# EXTRACT PROVIDED

——

Some schools take it even further, like Beren Academy in Houston, which has the players' names and uniform numbers printed onto their yarmulkes. (As you may recall, Beren is the school that successfully lobbied to have a state tournament semifinal game postponed earlier this year because it had originally been scheduled for a Friday night, which is the Jewish Sabbath.)
Steinmetz says a 12th-grader currently playing for Beren, Zach Yoshor, is good enough to be getting looks from Ivy League schools and some other lower-level Division I programs. But that doesn't necessarily mean there'll be another Division I yarmulke on the court next year. "He wears a yarmulke now because he's playing for a Jewish school," Steinmetz says. "But I don't think he will in college."
Wondering about the practicalities of wearing a yarmulke on the court? It's pretty straightforward: You keep it pinned on with a hair clip or bobby pin, and you wash it like any other accessory. Or at least that's the usual routine -- but not for Steinmetz when he played.
"We won our league championship when I was in 11th grade, and I kept wearing the same yarmulke, even when it got kind of sweaty and gross," he recalls. "It was a superstitious thing, like a baseball player who wears the same cap all season long. Believe it or not, I still have it, this cruddy, disgusting yarmulke, along with the trophy and my jersey and some other mementos from that season."
Yarmulke sightings in other sports are rare but not unheard of. One example came on May 9, 2010, when Mets pitching coach Dan Warthen removed his cap while walking around in the dugout, revealing a Mets yarmulke. That led to some surreal banter in the Mets' broadcast booth between play-by-play man Gary Cohen (who is Jewish) and color commentator Keith Hernandez (who most assuredly is not):
Hernandez: Was that a Met yarmulke right there?
Cohen: That's exactly what that looked like.
Hernandez: How about that.
Cohen: It's a bit of a surprise.
Hernandez: Well, it's Sunday. [Painfully awkward pause follows.]
Cohen: Yeah?
Hernandez: Did you, did you go to temple today?
Cohen: Not on Sunday, Keith. Saturday.
Hernandez: Oh! Excuse me, I've got it wrong, don't I. I've gotta get my facts straight.
Cohen [laughing]: We'll have the course in comparative religion right after the game.
Hernandez: No no no, we don't have to. I had my catechism when I was young, please.

——

# EXTRACTED ENTRIES
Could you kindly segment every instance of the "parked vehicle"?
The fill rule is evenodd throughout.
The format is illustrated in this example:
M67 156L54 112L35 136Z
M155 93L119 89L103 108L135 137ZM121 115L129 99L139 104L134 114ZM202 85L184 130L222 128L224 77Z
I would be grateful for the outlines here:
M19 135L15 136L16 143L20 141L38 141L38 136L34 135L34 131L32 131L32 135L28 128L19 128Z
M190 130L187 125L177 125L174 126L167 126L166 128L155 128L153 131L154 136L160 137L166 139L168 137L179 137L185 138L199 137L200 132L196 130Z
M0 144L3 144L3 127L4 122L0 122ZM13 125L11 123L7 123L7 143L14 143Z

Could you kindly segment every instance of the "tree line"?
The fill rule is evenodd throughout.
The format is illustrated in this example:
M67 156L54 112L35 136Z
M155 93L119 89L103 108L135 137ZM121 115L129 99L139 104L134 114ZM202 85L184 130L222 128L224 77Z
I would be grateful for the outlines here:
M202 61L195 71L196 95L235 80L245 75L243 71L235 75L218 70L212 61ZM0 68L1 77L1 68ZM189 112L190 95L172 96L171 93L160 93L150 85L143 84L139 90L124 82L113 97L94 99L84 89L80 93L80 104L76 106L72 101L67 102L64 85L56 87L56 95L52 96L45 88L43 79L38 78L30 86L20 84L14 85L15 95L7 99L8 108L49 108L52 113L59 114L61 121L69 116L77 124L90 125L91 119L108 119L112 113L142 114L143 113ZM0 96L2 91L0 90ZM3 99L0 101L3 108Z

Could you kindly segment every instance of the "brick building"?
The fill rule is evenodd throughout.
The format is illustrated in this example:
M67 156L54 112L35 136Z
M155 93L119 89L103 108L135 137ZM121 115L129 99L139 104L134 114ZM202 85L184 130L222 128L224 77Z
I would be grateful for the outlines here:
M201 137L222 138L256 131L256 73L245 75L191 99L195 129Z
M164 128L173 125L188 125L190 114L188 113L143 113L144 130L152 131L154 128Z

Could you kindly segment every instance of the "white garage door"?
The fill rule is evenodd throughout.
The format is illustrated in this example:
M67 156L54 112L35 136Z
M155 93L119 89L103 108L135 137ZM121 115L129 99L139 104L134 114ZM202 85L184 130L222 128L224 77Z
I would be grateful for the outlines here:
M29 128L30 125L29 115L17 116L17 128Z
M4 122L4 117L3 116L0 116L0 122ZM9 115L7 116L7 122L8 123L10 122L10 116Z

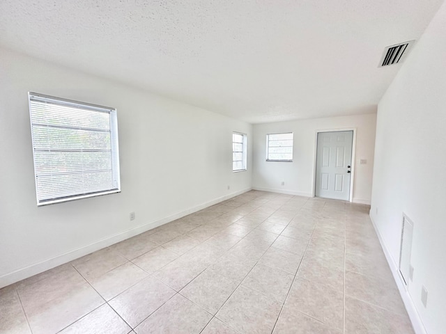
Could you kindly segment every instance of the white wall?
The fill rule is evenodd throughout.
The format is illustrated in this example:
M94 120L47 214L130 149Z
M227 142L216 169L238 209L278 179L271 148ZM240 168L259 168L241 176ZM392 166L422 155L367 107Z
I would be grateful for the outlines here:
M371 210L394 273L403 212L413 221L406 306L416 315L415 305L431 334L446 331L445 60L443 4L379 104ZM426 308L422 285L429 292Z
M376 114L373 113L254 125L253 188L312 196L316 130L355 128L353 198L370 204L376 122ZM293 162L266 161L266 134L281 132L293 133ZM360 159L367 159L367 164L360 164Z
M28 91L117 109L121 193L37 207ZM0 287L249 189L233 131L252 143L248 123L0 49Z

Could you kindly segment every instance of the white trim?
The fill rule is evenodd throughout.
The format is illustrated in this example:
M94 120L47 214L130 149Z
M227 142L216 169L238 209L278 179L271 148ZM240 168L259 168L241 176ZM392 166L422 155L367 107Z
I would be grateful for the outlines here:
M397 287L398 287L399 294L401 294L401 299L403 299L403 303L404 303L404 306L406 307L406 310L407 311L409 319L412 322L413 330L415 331L416 334L427 334L427 331L424 328L424 325L423 324L423 321L422 321L421 317L420 317L420 314L417 310L417 308L415 307L415 305L412 300L412 297L410 296L409 292L406 289L406 285L404 285L404 284L400 279L400 273L399 269L398 269L397 262L395 262L394 259L390 254L389 248L387 248L387 246L384 241L384 238L383 238L383 236L380 233L379 229L375 223L371 214L369 214L369 216L371 223L375 228L375 232L376 232L378 239L379 239L379 242L381 244L381 248L384 251L385 258L387 260L389 267L390 267L390 271L392 271L392 274L393 275L394 280L397 283Z
M314 156L313 157L313 184L312 185L312 197L316 197L316 160L318 150L318 134L320 132L340 132L342 131L353 131L353 141L351 145L351 177L350 180L350 194L348 202L353 202L353 188L355 182L355 161L356 160L356 128L348 127L342 129L323 129L315 131ZM330 198L328 198L330 199Z
M295 191L293 190L284 190L284 189L273 189L273 188L262 188L260 186L253 186L252 190L258 190L259 191L270 191L271 193L284 193L286 195L294 195L295 196L314 197L310 193Z
M252 190L246 188L0 276L0 289Z
M365 204L367 205L370 205L371 204L371 201L370 200L364 200L364 199L362 199L362 198L357 198L357 197L353 197L353 200L352 202L353 203Z

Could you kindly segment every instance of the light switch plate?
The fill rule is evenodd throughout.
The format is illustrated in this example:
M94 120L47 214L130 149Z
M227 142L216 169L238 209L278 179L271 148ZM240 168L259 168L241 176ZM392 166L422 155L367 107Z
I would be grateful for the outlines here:
M424 285L421 288L421 302L425 308L427 307L427 289Z

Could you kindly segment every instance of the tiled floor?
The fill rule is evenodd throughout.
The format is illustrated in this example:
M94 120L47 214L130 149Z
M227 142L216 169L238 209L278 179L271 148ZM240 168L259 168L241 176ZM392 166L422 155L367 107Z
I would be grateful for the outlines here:
M249 191L1 289L0 333L413 333L368 211Z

——

# TASK TO COMPLETE
From the passage on yarmulkes in sports, reproduce the text starting with the words "Cohen: That's exactly" and stopping after "Cohen: Yeah?".

# OUTPUT OF THE EXERCISE
Cohen: That's exactly what that looked like.
Hernandez: How about that.
Cohen: It's a bit of a surprise.
Hernandez: Well, it's Sunday. [Painfully awkward pause follows.]
Cohen: Yeah?